■ Extracted text ■
The realization that living organisms can transmute elements, together with additional experiments with hens, led Kervran to a solution the mystery of the hard-shelled chicken eggs. He had observed that hens in regions with granite soils (such as Brittany) needed no additional source of calcium to produce calcium rich eggshells. But hens in regions with clay soils do need a sufficient calcium supply unless they are given mica (which is common in granite regions). Kervran used this information to postulate that the hens transmute some of the potassium in the mica into calcium, which they then use to form the eggshells. Hence chickens, like men, are seen to be highly competent alchemists, transmuting base or less useful elements into very valuable ones.
As when Von Herzeele published his findings over a hundred years before, the publication of Kervran's results in 1960 generated a storm of controversy. Old, established and widely accepted notions rarely bow out gracefully. And the idea of the fundamental primacy of the physical elements is still very strong in the biological sciences. Yet there are definite signs that this time these discoveries will not simply be buried under an avalanche of irrational derision. For instance, P. Baranger, chief of a noted organic chemistry laboratory in Paris, has repeated Von Herzeele's experiments using the full rigor and precision possible today. His results were in full agreement with Von Herzeele's.

■ Material provided ■
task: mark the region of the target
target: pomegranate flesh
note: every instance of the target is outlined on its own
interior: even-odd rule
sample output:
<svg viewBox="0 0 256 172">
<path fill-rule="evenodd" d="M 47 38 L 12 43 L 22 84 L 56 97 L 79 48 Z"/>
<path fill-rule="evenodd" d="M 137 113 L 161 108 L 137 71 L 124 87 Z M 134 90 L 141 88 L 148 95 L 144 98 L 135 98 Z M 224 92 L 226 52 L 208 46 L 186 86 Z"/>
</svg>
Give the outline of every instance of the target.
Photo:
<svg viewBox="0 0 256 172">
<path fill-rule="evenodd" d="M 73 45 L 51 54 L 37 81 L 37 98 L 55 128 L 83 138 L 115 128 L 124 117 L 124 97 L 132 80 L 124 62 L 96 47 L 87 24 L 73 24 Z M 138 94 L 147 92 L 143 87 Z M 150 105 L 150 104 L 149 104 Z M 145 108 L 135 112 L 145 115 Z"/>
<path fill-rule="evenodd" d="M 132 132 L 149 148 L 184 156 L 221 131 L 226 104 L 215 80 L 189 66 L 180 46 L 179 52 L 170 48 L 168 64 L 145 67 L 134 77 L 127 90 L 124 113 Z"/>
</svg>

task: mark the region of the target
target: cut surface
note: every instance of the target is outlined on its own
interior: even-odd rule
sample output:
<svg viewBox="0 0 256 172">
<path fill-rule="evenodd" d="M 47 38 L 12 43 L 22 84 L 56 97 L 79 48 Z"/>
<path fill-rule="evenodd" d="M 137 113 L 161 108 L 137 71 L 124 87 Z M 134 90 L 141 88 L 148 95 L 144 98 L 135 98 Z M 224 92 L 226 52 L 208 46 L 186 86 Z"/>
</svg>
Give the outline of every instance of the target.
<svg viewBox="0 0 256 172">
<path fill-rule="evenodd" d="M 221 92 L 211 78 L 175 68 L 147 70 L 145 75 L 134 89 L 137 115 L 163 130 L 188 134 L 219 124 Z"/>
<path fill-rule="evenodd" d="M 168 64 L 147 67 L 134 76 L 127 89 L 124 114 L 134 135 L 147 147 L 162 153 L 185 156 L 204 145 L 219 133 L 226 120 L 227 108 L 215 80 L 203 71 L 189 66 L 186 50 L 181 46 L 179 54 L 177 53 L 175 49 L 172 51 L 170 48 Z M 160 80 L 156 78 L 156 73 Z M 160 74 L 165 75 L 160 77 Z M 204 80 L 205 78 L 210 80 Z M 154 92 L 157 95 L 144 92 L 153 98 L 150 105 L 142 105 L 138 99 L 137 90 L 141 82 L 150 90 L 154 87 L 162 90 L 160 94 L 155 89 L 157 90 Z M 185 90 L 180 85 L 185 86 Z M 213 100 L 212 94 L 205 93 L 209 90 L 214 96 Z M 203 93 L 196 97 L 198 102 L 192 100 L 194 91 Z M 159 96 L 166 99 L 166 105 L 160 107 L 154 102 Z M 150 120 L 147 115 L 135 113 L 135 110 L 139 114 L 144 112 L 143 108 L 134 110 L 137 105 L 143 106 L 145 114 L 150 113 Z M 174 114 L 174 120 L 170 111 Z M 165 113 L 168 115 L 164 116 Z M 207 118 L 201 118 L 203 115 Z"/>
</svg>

■ Work to be completed ■
Continue the passage on Kervran's and Von Herzeele's transmutation findings from its final sentence onward.

■ Answer box ■
There is no possibility of even mentioning all the fascinating evidence about the transmutations provided by Louis Kervran's book. However, the weight of the experimental data offered by him and others suggests that the scientific community may be headed toward an acceptance of the idea of biological transmutations of the elements. The implications of such a change of thought could be profound. Philosophically, the idea of the relative changelessness of the physical elements led most scientists to see life as an aspect of matter. Now it is finally realized that in fact it is the living organisms which transform the elements. Hence it is life that is more relatively permanent than the matter which forms the raw material for the bodies or vehicles of living beings. Thus one might say that it is physical matter which conforms to the laws of life, of consciousness, rather than the reverse.
Thus also would the consciousness of Western mankind be freed from the degrading and unjustified assertion that man is but a mass of highly sophisticated dirt. Instead, we might see ourselves, even from the scientific viewpoint, as living, self-conscious beings, whose dignity arises not out of our material intricacy, but out of our own inherent life essence And hence we may see ourselves, not as competitors in a material struggle for dominance, but rather as brothers, each sharing an inviolable life essence, each helping all others to grow — to become an ever more harmonious expression of the whole.